• [DOCUMENT SEGMENT]:
Text Analysis - Advanced - Setup Text Analysis
Related Videos | |
---|---|
Chapter within Text Analysis in Q5 (Video) |
This item performs the initial phases of text analysis, and it is required as the input to other text analysis options. The processing is designed to work with English-language inputs. See this blog post for an example and description of the process.
This item works by splitting up all of the text from the input text and then processing each word separately before combining the words from each entry back together again. Processing of the words includes basic spell-checking, stemming, removal of words, replacement of specific words, and combination of words into phrases.
The item allows you to view the frequencies of the words that remain in the processed text, or the the final text responses which have been produced by the processing.
If an input was not blank before processing but processing removes all words, the message <NO_WORDS_REMAIN_AFTER_PROCESSING> is displayed.
Example
To create a Setup Text Analysis output, go to Create > Text Analysis > Advanced > Setup Text Analysis.
- Under Inputs > Text Analysis Options > Text Variable select a Text variable.
- Make any other selections that you require.
- Ensure the Automatic box is checked, or click Calculate
The output generated by this function will look like the below. The colors represent unique words and are intended to draw your attention to where they appear. The colors have no meaning beyond this.
Extract word frequencies
To extract the word frequencies table from the output, take the following steps:
- Select Create > R Output.
- Under Properties > R CODE paste in the code below, remembering to replace text.analysis.setup with the reference name of your text analysis setup object:
- Check the Automatic box.
data.frame("word" = text.analysis.setup$final.tokens, "count" = as.numeric(text.analysis.setup$final.counts))
Options
Text variable The variable containing the text responses that you want to process.
Correct spelling Whether or not you want the setup to include basic English-language spell-checking.
Stemming Whether or not you want the setup to include basic stemming of English-language words. Stemming refers to replacing a word with it's root word, or with the most common word in the text that corresponds to the same root. This includes removing plurals and paste tense. For example, the words tests, tested, and test, all share a common word stem and will be replaced with whichever of the three words is most common in the text variable.

[Dataset records on object locations]
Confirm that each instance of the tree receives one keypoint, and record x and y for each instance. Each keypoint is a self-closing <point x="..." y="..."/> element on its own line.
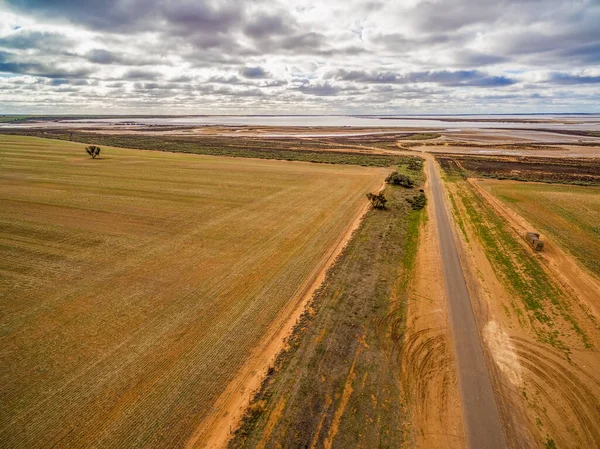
<point x="93" y="151"/>
<point x="397" y="179"/>
<point x="378" y="200"/>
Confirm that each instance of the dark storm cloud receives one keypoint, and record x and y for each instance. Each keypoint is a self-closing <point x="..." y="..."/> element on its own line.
<point x="467" y="78"/>
<point x="148" y="53"/>
<point x="254" y="72"/>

• [WORK TO COMPLETE]:
1. Reproduce everything in the Setup Text Analysis documentation from "Text Analysis - Advanced" down to "of the process.".
2. Condense the paragraph of the Setup Text Analysis documentation that begins "This item works by splitting up" into a short bulleted list that keeps its main facts.

• [RESPONSES]:
1.
Text Analysis - Advanced - Setup Text Analysis
Related Videos | |
---|---|
Chapter within Text Analysis in Q5 (Video) |
This item performs the initial phases of text analysis, and it is required as the input to other text analysis options. The processing is designed to work with English-language inputs. See this blog post for an example and description of the process.

2.
- The item splits all of the input text into individual words.
- Each word is processed separately: basic spell-checking, stemming, removal of words, replacement of specific words, and combination of words into phrases.
- The words from each entry are then recombined.